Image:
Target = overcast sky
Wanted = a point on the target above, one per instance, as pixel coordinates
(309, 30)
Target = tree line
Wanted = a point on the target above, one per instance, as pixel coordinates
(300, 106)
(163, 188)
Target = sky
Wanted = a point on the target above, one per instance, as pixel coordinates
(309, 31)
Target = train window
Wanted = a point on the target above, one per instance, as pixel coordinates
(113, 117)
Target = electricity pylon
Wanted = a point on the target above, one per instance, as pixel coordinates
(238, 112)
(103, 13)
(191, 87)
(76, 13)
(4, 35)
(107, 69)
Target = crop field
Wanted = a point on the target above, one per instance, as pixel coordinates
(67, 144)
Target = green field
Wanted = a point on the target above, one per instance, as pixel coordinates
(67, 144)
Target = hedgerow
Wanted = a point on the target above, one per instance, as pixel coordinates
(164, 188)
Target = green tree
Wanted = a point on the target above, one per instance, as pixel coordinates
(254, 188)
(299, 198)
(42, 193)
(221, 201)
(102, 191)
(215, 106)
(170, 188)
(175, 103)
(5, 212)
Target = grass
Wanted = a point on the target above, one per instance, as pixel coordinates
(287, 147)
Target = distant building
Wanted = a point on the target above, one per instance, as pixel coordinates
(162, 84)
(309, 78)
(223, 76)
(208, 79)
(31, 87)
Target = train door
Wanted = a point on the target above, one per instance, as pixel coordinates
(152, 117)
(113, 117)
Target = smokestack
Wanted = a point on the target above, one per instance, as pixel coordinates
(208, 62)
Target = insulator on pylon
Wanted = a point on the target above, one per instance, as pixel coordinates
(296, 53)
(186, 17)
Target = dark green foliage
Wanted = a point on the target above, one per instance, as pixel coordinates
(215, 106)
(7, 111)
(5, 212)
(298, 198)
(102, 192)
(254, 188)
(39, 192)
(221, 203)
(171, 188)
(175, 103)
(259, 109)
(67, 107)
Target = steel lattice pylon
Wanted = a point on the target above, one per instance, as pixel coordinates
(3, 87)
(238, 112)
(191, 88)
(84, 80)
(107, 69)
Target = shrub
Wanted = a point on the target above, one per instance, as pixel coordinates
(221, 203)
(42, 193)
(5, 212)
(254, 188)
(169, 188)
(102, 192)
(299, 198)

────────────────────

To do:
Give back the lines above exactly, from the one with "Target = sky" through the last line.

The result:
Target = sky
Wanted = a point on the target above, one per instance, as pixel coordinates
(309, 31)
Target = train window
Wanted = a point on the target above, one per instance, as pixel coordinates
(113, 117)
Target = electricity pylon
Wanted = a point on the target above, one per instance, as pixel coordinates
(238, 112)
(103, 13)
(191, 87)
(76, 13)
(4, 35)
(107, 69)
Target = crop field
Wanted = a point on the target above, one per instance, as pixel coordinates
(67, 144)
Target = green field
Wanted = a point on the target above, one per instance, as pixel coordinates
(67, 144)
Target = hedgerow
Wanted = a point on the target above, one per instance, as pixel coordinates
(164, 188)
Target = green tree
Wanted = a point on the target above, one per instance, as pixel coordinates
(254, 188)
(299, 198)
(42, 193)
(221, 201)
(102, 191)
(215, 106)
(170, 188)
(175, 103)
(5, 212)
Target = grass
Wanted = a point on the target above, one per instance, as pixel coordinates
(287, 147)
Target = distant building
Wanted = a point on the target above, one per instance, as pixel coordinates
(162, 84)
(309, 78)
(223, 76)
(208, 79)
(31, 87)
Target = train door
Wanted = a point on the target above, one per instance, as pixel coordinates
(152, 117)
(113, 117)
Target = smokestack
Wanted = a point on the target above, one per instance, as pixel coordinates
(208, 62)
Target = insulator on pylon
Wanted = a point on the target above, one per instance, as pixel coordinates
(296, 53)
(186, 17)
Target = dark green foliage
Wanted = a point on the target above, one per instance, as pixel coordinates
(215, 106)
(7, 111)
(5, 212)
(298, 198)
(102, 192)
(254, 188)
(39, 192)
(221, 203)
(171, 188)
(175, 103)
(259, 109)
(67, 107)
Target = steel lattice pylon
Wanted = a point on the target above, one per instance, as pixel coordinates
(3, 87)
(238, 112)
(191, 88)
(84, 80)
(107, 69)
Target = shrub
Wanted = a point on the target above, one per instance, as pixel coordinates
(221, 203)
(42, 193)
(5, 212)
(254, 188)
(169, 188)
(102, 192)
(299, 198)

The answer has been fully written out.